Challenge -
Retype the records below word for word, from their first line through the line that contains "column 205, row 225", including both of those lines.

Provided entries -
+ + + + + + +
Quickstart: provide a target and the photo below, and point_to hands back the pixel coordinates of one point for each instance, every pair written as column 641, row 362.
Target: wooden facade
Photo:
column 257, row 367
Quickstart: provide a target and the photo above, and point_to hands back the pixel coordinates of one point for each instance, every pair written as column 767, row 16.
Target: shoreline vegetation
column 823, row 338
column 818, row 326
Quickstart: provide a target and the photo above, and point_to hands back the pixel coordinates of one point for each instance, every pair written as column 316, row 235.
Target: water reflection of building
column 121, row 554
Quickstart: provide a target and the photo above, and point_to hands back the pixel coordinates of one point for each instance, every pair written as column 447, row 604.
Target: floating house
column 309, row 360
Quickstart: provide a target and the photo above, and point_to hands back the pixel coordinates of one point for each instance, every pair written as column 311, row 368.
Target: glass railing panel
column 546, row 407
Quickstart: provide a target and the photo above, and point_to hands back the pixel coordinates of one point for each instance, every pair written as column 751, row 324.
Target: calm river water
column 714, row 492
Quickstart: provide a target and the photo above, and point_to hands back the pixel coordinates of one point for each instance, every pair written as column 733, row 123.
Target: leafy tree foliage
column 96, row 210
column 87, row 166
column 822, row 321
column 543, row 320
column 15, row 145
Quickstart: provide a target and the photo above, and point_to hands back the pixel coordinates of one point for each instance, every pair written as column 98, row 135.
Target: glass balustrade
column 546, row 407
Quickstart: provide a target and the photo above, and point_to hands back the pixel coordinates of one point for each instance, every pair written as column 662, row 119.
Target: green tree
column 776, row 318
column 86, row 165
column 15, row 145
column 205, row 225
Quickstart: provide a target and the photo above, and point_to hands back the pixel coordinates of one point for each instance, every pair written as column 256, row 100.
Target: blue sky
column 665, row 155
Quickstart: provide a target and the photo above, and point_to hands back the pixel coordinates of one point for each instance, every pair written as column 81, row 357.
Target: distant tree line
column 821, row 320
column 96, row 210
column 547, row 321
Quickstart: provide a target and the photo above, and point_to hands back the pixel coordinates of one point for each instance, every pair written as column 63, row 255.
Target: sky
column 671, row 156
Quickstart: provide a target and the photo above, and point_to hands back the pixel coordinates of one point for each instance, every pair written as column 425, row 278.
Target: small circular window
+ + + + + + +
Exercise output -
Quickstart: provide a target and the photo below, and point_to hands back the pixel coordinates of one point for each instance, every pair written as column 641, row 362.
Target: wooden facade
Photo:
column 257, row 367
Quickstart: provide a target and the photo above, and point_to hands back the pixel coordinates of one point for each instance, every pair written as column 767, row 16.
Target: shoreline vegetation
column 823, row 338
column 818, row 326
Quickstart: provide a target and the photo above, and point_to hands back the pixel coordinates of one point for each instance, every pair written as column 316, row 235.
Target: water reflection of building
column 121, row 554
Quickstart: provide a target and the photo above, and point_to hands back the pixel coordinates of one point for each instance, every pair written as column 447, row 604.
Target: floating house
column 309, row 360
Quickstart: provide a target and the photo above, and point_to hands back the pixel coordinates of one point for each instance, every pair written as column 311, row 368.
Target: glass railing panel
column 546, row 407
Quickstart: provide a target and the photo above, and point_to hands back the pixel coordinates of one point for each instance, every pair written as column 751, row 324.
Target: calm river water
column 714, row 492
Quickstart: provide a target and the photo above, and point_to hands back the pixel coordinates of one point for each instance, every pair written as column 733, row 123.
Target: leafy tree foliage
column 96, row 210
column 87, row 166
column 822, row 321
column 543, row 320
column 15, row 145
Quickstart: provide a target and the photo above, and point_to hands back the pixel coordinates of one point for each instance, every pair written as column 98, row 135.
Target: glass balustrade
column 546, row 407
Quickstart: provide a target and the photo above, and point_to hands back the pixel coordinates of one point for each instance, every pair written as column 662, row 119.
Target: green tree
column 776, row 318
column 86, row 165
column 15, row 145
column 205, row 225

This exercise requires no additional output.